- [PROBLEM TO SOLVE]: Everything from the line holding "blue sign, which" to the end of the listing below should be copied exactly, line for line, minus the pictures.

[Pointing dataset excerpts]
%%
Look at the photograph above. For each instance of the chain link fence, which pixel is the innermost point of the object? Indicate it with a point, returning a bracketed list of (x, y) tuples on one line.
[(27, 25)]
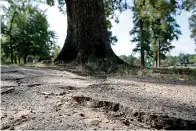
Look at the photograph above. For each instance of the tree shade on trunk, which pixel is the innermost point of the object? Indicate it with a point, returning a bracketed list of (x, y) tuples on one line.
[(87, 35)]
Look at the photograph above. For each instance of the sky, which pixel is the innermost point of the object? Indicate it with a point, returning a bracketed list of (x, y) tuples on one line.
[(58, 23)]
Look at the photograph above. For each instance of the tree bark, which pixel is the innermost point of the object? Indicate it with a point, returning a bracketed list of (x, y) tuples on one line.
[(87, 35), (158, 54), (141, 44), (11, 52), (25, 59)]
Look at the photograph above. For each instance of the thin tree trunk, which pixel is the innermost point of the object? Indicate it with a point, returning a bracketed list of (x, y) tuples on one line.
[(15, 58), (19, 59), (87, 35), (158, 54), (141, 44), (11, 52), (25, 59)]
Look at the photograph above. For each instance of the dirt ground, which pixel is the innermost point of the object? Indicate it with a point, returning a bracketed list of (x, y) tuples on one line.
[(46, 99)]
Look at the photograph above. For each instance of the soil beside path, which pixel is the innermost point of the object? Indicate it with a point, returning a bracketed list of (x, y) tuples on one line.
[(46, 99)]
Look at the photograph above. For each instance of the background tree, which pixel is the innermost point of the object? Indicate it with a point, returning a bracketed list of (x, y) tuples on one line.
[(26, 35), (154, 27)]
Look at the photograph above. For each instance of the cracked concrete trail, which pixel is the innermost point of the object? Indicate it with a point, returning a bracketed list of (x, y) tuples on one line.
[(46, 99)]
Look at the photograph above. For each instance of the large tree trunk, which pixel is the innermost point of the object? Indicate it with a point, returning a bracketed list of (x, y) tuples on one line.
[(141, 44), (87, 35)]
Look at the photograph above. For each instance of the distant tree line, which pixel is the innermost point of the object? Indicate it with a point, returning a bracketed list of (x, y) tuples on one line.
[(25, 33)]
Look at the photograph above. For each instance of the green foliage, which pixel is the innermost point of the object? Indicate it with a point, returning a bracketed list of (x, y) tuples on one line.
[(25, 32), (154, 26), (190, 5)]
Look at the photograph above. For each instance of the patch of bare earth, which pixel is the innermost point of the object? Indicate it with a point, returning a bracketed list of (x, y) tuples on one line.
[(47, 99)]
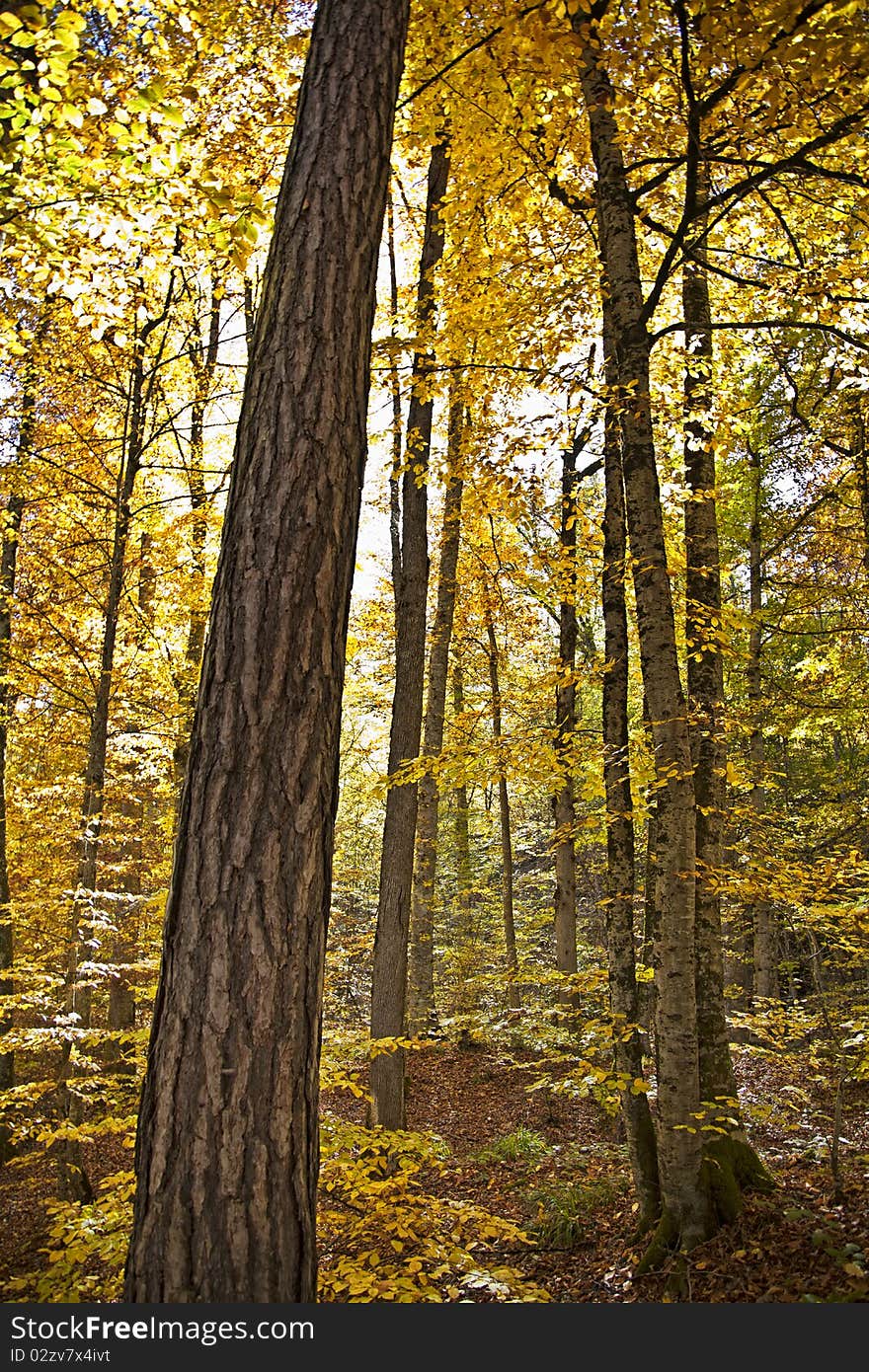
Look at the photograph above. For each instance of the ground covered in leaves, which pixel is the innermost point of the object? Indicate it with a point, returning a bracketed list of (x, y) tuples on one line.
[(520, 1191)]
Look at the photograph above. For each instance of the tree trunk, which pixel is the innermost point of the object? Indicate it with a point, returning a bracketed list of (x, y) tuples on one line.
[(9, 560), (422, 1013), (507, 841), (685, 1216), (621, 866), (762, 917), (563, 801), (390, 962), (704, 670), (132, 807), (73, 1182), (203, 358), (227, 1154), (732, 1165), (861, 465)]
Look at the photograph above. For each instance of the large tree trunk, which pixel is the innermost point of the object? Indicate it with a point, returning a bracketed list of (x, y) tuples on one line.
[(762, 917), (732, 1163), (464, 928), (422, 1013), (227, 1154), (563, 801), (621, 865), (507, 838), (132, 808), (704, 671), (678, 1087), (71, 1181), (390, 962)]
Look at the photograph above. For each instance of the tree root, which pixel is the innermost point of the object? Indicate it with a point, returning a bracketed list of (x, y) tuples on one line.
[(731, 1168)]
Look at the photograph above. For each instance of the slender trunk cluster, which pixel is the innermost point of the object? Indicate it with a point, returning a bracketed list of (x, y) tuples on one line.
[(678, 1084), (203, 359), (565, 800), (390, 960), (621, 864), (227, 1153), (704, 670), (422, 1013)]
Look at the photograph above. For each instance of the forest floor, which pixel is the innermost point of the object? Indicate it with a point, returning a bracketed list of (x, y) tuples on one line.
[(555, 1167)]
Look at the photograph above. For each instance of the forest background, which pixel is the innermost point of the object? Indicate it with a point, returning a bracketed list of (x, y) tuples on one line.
[(141, 155)]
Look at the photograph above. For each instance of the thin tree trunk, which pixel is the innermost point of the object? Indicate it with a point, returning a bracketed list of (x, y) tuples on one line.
[(390, 960), (732, 1164), (507, 841), (203, 358), (227, 1156), (762, 917), (121, 995), (565, 801), (9, 560), (422, 1012), (465, 893), (621, 864), (396, 398), (685, 1216)]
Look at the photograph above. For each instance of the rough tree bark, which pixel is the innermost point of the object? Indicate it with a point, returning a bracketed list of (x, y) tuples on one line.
[(227, 1154), (71, 1181), (422, 1012), (202, 354), (685, 1213), (621, 862), (390, 962), (129, 883), (9, 562), (465, 894)]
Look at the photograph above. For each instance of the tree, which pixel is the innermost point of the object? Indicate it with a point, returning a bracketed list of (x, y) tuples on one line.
[(411, 583), (227, 1150), (422, 1010)]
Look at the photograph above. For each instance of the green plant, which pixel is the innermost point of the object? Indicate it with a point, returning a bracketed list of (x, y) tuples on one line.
[(519, 1146), (563, 1210)]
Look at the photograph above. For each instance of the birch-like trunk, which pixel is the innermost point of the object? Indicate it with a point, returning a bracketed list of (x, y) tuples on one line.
[(565, 799), (422, 1012), (762, 917), (390, 962), (511, 957)]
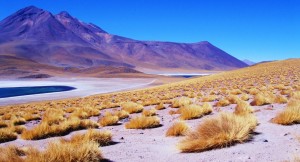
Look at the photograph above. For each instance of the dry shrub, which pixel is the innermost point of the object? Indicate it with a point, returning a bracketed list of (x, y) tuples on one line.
[(290, 115), (194, 111), (281, 99), (7, 134), (263, 98), (109, 120), (209, 98), (44, 130), (222, 103), (176, 103), (243, 108), (53, 116), (245, 97), (103, 138), (122, 114), (150, 112), (233, 99), (219, 131), (160, 106), (132, 107), (59, 151), (236, 92), (143, 122), (179, 128), (11, 154)]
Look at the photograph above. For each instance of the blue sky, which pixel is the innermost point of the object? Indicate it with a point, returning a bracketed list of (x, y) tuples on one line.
[(247, 29)]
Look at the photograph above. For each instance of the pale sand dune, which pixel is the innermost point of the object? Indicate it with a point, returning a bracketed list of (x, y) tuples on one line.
[(84, 87)]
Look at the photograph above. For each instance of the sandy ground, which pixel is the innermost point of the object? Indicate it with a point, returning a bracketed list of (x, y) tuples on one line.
[(84, 87), (272, 142)]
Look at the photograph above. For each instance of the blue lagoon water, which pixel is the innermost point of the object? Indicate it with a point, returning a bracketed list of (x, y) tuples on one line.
[(22, 91)]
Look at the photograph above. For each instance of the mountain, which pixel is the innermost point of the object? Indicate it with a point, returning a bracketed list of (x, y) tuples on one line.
[(64, 41), (248, 62)]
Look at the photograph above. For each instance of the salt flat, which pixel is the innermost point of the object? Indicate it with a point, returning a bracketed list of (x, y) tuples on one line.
[(84, 87)]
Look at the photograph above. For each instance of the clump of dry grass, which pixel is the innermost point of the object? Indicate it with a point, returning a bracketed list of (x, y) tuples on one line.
[(194, 111), (122, 114), (11, 154), (182, 101), (59, 151), (290, 115), (179, 128), (160, 106), (143, 122), (281, 99), (263, 98), (109, 120), (149, 112), (220, 131), (44, 130), (245, 97), (7, 134), (132, 107), (209, 98), (103, 138), (222, 103), (233, 99), (243, 108)]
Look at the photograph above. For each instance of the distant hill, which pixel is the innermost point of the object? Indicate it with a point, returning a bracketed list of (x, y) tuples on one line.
[(61, 40)]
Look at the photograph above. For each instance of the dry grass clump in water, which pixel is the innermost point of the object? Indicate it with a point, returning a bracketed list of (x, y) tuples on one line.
[(103, 138), (7, 134), (243, 108), (179, 128), (220, 131), (160, 106), (194, 111), (176, 103), (150, 112), (290, 115), (143, 122), (132, 107)]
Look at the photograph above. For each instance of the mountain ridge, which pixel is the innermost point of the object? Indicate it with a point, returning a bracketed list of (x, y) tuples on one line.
[(64, 41)]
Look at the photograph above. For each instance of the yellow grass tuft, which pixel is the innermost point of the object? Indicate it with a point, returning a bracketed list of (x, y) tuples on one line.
[(222, 103), (109, 120), (176, 103), (243, 108), (263, 98), (150, 112), (160, 106), (179, 128), (143, 122), (122, 114), (194, 111), (103, 138), (7, 134), (220, 131), (290, 115), (132, 107), (58, 151)]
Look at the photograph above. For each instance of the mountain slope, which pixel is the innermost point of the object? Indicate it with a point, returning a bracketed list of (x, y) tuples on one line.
[(64, 41)]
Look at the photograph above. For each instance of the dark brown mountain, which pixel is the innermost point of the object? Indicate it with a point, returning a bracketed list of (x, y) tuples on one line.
[(64, 41)]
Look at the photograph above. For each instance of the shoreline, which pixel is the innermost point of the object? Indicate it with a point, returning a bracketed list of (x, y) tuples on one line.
[(84, 87)]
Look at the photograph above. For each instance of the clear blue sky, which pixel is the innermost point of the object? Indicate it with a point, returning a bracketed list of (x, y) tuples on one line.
[(247, 29)]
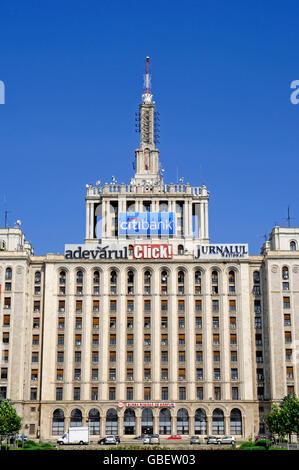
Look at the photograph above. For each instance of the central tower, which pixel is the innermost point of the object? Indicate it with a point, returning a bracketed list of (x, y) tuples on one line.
[(147, 156)]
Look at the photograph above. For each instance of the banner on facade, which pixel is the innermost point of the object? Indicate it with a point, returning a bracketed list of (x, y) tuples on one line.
[(234, 250)]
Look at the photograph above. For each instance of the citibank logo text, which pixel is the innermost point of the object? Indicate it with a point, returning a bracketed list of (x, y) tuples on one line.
[(146, 223)]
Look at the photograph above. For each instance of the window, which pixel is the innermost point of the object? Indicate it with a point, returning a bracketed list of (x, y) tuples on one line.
[(164, 356), (293, 246), (147, 356), (286, 302), (216, 339), (130, 340), (5, 338), (216, 356), (198, 339), (289, 373), (234, 356), (33, 394), (7, 302), (233, 339), (288, 337), (112, 340), (8, 274), (94, 393), (6, 320), (130, 393), (182, 356), (289, 356)]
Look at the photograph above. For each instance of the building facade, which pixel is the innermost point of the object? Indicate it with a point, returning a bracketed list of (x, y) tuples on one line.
[(147, 327)]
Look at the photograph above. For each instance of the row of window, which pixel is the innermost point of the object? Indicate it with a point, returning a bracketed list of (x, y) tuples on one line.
[(165, 421)]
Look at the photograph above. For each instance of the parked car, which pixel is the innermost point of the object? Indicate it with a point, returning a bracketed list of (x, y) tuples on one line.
[(174, 436), (108, 440), (155, 439), (263, 436), (226, 440), (194, 440), (211, 440)]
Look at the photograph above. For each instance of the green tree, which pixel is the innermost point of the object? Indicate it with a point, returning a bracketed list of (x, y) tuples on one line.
[(284, 419), (10, 422)]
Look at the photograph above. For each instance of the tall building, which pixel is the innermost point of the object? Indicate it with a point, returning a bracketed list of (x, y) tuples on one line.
[(147, 326)]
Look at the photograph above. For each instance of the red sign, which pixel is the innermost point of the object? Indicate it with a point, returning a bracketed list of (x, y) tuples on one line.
[(161, 251)]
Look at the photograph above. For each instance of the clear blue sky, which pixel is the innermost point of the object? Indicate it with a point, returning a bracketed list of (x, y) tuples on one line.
[(221, 74)]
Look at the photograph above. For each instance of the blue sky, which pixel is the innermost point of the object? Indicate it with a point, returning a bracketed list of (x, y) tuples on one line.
[(221, 74)]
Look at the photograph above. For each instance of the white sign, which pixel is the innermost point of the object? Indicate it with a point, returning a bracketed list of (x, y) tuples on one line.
[(236, 250)]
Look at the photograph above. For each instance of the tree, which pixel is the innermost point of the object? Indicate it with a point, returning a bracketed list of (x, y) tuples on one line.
[(284, 419), (10, 422)]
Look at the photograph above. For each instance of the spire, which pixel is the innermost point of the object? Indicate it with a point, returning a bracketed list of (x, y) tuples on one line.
[(147, 124), (147, 96)]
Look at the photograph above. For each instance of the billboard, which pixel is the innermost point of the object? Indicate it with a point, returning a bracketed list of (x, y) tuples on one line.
[(146, 223)]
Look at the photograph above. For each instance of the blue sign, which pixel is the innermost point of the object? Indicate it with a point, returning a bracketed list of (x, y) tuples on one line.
[(146, 223)]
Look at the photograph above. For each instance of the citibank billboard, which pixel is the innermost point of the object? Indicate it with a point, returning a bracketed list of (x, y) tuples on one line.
[(146, 223)]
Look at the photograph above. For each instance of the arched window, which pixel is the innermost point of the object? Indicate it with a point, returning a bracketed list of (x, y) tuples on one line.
[(293, 246), (218, 421), (200, 424), (231, 282), (62, 277), (181, 279), (129, 421), (113, 282), (165, 421), (147, 421), (58, 422), (130, 282), (111, 422), (285, 272), (76, 418), (197, 282), (236, 422), (183, 421), (147, 282), (94, 421), (256, 277), (181, 250), (8, 274), (79, 277), (215, 282), (164, 281)]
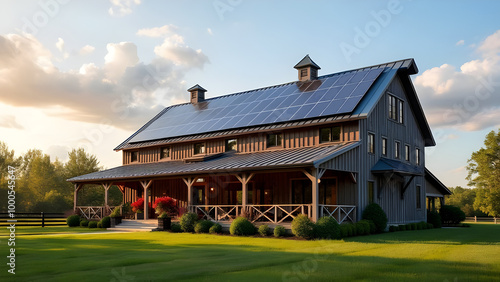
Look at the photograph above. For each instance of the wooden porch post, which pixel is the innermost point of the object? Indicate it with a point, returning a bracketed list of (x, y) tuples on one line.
%%
- [TASK RESULT]:
Look at the photograph above. For each instance of the blue sign, which pixel is the innermost point of the object? Indicate it with a point, returning a bracketed list of (x, y) tuples on one line.
[(146, 223)]
Look at the photograph above. For each instance of the citibank billboard, which pixel is the innermost point of the object? Indicate it with a point, returning a bracketed list of (x, y) tuples on one line.
[(146, 223)]
Look at the photograph above. For each instance of the arched window, which pixel is the innermost point of the object? Indicate it with a point, returning a bracketed list of (x, y) tuples on one line.
[(293, 246), (218, 421), (200, 424), (231, 282), (62, 277), (181, 279), (129, 421), (113, 282), (165, 421), (147, 421), (58, 422), (130, 282), (111, 422), (285, 272), (76, 418), (197, 282), (236, 422), (183, 421), (147, 282), (94, 421), (256, 277), (181, 250), (8, 274), (79, 277), (215, 282), (164, 281)]
Look at the photograph above. For each instance of the wooden porch post, which pixel is the innermost point of the object? Indicate it with a point, returning a bracketed list of (x, y) tuples on one line.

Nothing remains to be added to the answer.